Sein Handwerk ist die Kommunikation, die Sprache. Kritiker erinnern gern daran, dass Selenskyj einst in der Ukraine einem breiten Publikum als Schauspieler, als Komiker gar bekannt war. Andreas Franken, Chef einer Kommunikationsberatung in Bonn, zu deren Kundschaft namhafte Personen aus Politik und Wirtschaft sowie Verbände gehören, ist voll des Lobes: „Selenskyj kommuniziert richtig gut – unabhängig von seiner politischen Rolle. Er motiviert nach innen, schweißt zusammen und sendet gleichzeitig die richtigen Signale in die Welt“, so Franken.
Bewundernswert, dass er über fast zehn Monate das hohe Niveau seiner Kommunikation halten kann.
Andreas Franken,
Chef einer Kommunikationsberatung in Bonn
„Besonders überraschend und bewundernswert ist, dass er über nunmehr fast zehn Monate das hohe Niveau seiner Kommunikation halten kann“, sagt Franken zum RedaktionsNetzwerk Deutschland (RND). „Es gibt da weder in der ukrainischen Öffentlichkeit noch im Ausland einen ‚Ermüdungseffekt‘. Das ist nicht selbstverständlich, weil seine Botschaften ja oft Zumutungen sind. So muss er im Westen als Bittsteller auftreten, die Ukrainer indes zum Durchhalten animieren.“
Authentische Signale nach außen
Selenskyjs größter Vorteil im Vergleich zu seinem Gegenspieler, dem russischen Präsidenten Wladimir Putin, ist laut Franken „seine Glaubwürdigkeit. Die von ihm genutzten Signale wirken authentisch. Das olivgrüne T-Shirt zum Beispiel zeigt: ‚Ich bin ein Kämpfer, einer von euch.‘ Täglich präsent zu sein, teilweise inmitten eines Brennpunkts zu stehen, signalisiert: ‚Ich bin bei euch, verstecke mich nicht’“, so der Leiter der Akademie für Management-Kommunikation und Redenschreiben.

▶ _Bereitgestelltes Material_
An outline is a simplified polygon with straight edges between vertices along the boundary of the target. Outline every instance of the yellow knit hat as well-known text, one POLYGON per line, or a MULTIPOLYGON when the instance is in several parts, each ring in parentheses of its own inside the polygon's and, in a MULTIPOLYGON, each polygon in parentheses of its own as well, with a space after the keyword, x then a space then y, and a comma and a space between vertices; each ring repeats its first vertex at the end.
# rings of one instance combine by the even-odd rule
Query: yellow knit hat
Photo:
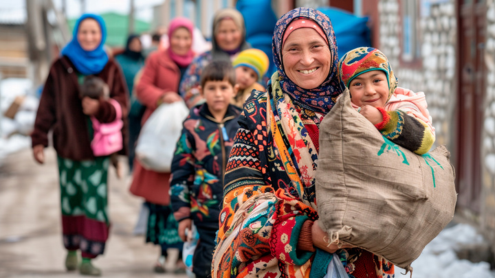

▶ _Aufgabe_
Schreiben Sie aus dem Text über Selenskyjs Kommunikation den Teil wortgetreu ab, der mit den Worten beginnt, in denen „Sein Handwerk ist“ steht, und mit „Kommunikation halten kann.“ schließt.

▶ _Antwort_
Sein Handwerk ist die Kommunikation, die Sprache. Kritiker erinnern gern daran, dass Selenskyj einst in der Ukraine einem breiten Publikum als Schauspieler, als Komiker gar bekannt war. Andreas Franken, Chef einer Kommunikationsberatung in Bonn, zu deren Kundschaft namhafte Personen aus Politik und Wirtschaft sowie Verbände gehören, ist voll des Lobes: „Selenskyj kommuniziert richtig gut – unabhängig von seiner politischen Rolle. Er motiviert nach innen, schweißt zusammen und sendet gleichzeitig die richtigen Signale in die Welt“, so Franken.
Bewundernswert, dass er über fast zehn Monate das hohe Niveau seiner Kommunikation halten kann.